*DIRECTIVE*
Please pull out every line of the data below that contains the word "green", copying each one in full.

*Stored dataset items*
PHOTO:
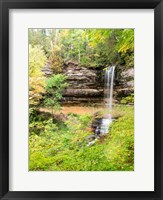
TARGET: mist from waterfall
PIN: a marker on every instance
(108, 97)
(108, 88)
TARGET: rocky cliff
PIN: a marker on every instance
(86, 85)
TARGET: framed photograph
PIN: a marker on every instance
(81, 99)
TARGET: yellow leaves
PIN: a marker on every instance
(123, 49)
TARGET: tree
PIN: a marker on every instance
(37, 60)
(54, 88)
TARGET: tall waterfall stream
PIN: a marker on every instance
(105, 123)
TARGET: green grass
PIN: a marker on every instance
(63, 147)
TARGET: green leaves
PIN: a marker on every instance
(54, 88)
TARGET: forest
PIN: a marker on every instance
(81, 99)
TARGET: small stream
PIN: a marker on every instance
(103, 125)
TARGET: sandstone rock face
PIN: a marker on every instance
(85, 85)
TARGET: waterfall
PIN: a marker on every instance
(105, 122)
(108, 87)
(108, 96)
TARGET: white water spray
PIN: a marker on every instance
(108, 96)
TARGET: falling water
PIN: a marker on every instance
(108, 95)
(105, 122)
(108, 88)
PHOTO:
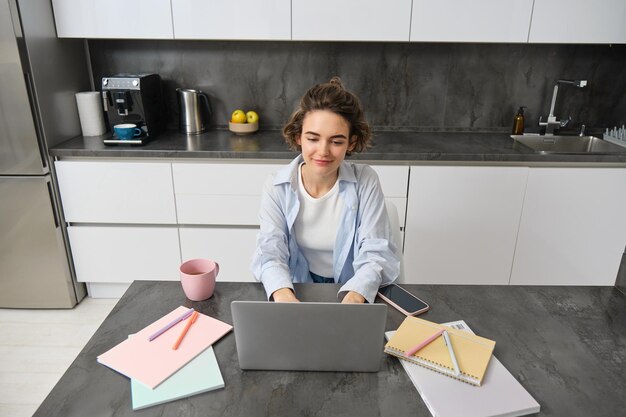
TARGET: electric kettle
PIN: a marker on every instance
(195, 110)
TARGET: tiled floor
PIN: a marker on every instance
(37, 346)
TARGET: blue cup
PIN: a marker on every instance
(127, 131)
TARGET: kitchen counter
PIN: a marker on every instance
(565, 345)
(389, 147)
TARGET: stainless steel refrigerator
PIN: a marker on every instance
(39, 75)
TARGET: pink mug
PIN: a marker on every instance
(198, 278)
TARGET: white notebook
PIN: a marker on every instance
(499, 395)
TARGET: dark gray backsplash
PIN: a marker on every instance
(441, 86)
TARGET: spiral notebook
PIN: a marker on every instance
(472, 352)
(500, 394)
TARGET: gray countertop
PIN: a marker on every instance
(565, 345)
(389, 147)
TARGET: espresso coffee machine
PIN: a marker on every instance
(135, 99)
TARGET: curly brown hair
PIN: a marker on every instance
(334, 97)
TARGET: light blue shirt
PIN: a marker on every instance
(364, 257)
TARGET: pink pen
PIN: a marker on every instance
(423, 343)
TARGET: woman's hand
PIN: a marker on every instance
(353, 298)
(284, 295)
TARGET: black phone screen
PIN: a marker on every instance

...

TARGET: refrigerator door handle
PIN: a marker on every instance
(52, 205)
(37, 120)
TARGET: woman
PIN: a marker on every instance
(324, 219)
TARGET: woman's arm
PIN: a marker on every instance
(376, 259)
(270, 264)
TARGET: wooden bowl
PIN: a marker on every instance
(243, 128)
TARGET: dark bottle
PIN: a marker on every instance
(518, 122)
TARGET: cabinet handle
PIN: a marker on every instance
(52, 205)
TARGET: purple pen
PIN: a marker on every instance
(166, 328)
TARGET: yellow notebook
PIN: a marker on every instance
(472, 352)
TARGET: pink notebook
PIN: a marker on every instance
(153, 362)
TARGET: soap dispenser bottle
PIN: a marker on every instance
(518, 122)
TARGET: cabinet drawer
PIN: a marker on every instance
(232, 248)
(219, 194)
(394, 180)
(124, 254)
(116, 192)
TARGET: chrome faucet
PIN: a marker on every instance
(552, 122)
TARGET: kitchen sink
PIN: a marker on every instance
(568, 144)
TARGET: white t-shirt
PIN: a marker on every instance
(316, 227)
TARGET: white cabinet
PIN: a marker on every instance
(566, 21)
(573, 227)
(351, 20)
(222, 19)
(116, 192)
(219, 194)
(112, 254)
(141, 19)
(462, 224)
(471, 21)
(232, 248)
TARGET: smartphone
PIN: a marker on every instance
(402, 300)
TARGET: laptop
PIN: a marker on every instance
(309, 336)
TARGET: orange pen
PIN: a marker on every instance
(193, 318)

*OUTPUT FOR THIS TASK*
TARGET: green grass
TARGET: green leaves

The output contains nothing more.